> _Text_
- - - - - - -

MR SHIRREFS: Who owns the fee simple? The fee simple is owned by the corporate entity that leases it.
HEYDON J: Yes, but your client was a tenant?
MR SHIRREFS: Yes.
HEYDON J: Someone else was the landlord.
MR SHIRREFS: That is right.
HEYDON J: Is not the landlord concerned to avoid a property being forfeited?
MR SHIRREFS: The property was never going to be forfeited - - -
HEYDON J: I see, so this technique of going for the bank account is a way of preserving the landlord’s interests.
MR SHIRREFS: The property could never be forfeited because the owner of the property, the corporate entity, presumably did – I do not know whether they did – objected under section 82 or 87 to have the freezing - - -
GUMMOW J: It is no good using this word “the property.” You have to say what it is.
MR SHIRREFS: The land.
GUMMOW J: You are using it in terms of a parcel of land on the surface of the earth.
MR SHIRREFS: That is right.
GUMMOW J: That is not what property is.
MR SHIRREFS: I understand that. But to answer your Honour Justice Heydon’s query, the freezing notice – if there was a freezing notice over the land, and I do not know whether there was - my learned friend may be able – there was never a freezing notice over the land. That is the simple answer. Had there been one, then the owner of the land would have successfully sought to exclude the property from the freezing notice. There was never a freezing notice over the land.
FRENCH CJ: So this application does not depend upon the leasehold relationship. It just depends upon the use of the land. That has to come within the definition of “property” on the basis upon which it has been approached, for example, if instead of it being out at Maddington or wherever, Mr White had lured Mr Tapley to a meeting in a city building, locked him in an office and then shot him, then the argument would be that the property in relation to that city building owned by who knows who was crime-used - - -
MR SHIRREFS: And he was exposed to - - -
FRENCH CJ: - - - and then it is assessed at, it might be $100 million, and if he happens to have $1 million in a bank account, that goes because he gets a substitution declaration made against him in respect of the money in the bank account.
MR SHIRREFS: That is right. That is the reach of the legislation. In fact, I think the matter of Bowers, which was to be on today as well but ultimately resolved, one of the consequences of that which engages section 146(3), which is any offence falling within the sexual offence provisions, which includes indecent exposure, anybody removing their clothes and running across the WACA would be liable to a substitution declaration in relation to the value of the oval. That is the consequence of this. So we are not here concerned with any freezing notice over the Jade Street property. We are only concerned with the declaration being sought against the property that is frozen of White to the value of - - -
FRENCH CJ: The bank account is frozen?

- - - - - - -

> _Data excerpt_

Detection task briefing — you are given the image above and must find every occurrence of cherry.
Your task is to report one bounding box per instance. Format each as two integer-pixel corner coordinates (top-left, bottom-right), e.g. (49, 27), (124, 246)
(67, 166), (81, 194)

- - - - - - -

> _Request 1_
In the hearing transcript, who does Mr Shirrefs say owns the fee simple?
> _Request 2_
Continue the hearing transcript from its last line onward.

> _Expected output 1_
The corporate entity that leases it.

> _Expected output 2_
MR SHIRREFS: The bank account – well all his property is frozen but I think all he really had in terms of anything was what was in the bank.
HEYDON J: This is rather medieval sort of – you are a taint of felony and you do not just spend 20 something years in gaol but you lose all your property.
MR SHIRREFS: Everything.
HEYDON J: Depending on - - -
MR SHIRREFS: Indeed.
HEYDON J: - - - the primary property that was used for the crime.
MR SHIRREFS: Indeed. You get a substitution. So all your property that you have can go because it is required to satisfy the value of the land or other property that was used in the commission of the offence. That is the effect of it and there is no discretion vested in the court. As I said earlier, the other confiscation legislation in other States and in the Commonwealth sphere vested discretion in the court.
I think one of the cases referred to in our submissions is the case of DPP of South Australia v George and the issue there was in relation to the growing of some cannabis plants hydroponically in a shed where the gentleman who had done it had been fined some $2,500 in the Magistrates Court. The consequence of an application for a pecuniary penalty meant that he was liable to pay as a pecuniary penalty the value of the entire land upon which it was grown which was some, in terms of value, 40 times in excess of the fine that he received in the Magistrates Court.
Unfortunately for Mr George that was the – I should say fortunately for Mr George – the court just read into the legislation that there was a discretion. So although it was for the purposes of their legislation an instrument which was used in connection with the commission of the offence, there was a discretion in the court not to impose a pecuniary penalty order and they did not as to be found in the judgment of - - -
FRENCH CJ: We are not concerned with a discretion here because the court is required to make - - -
MR SHIRREFS: No, we are not. I am going down a path.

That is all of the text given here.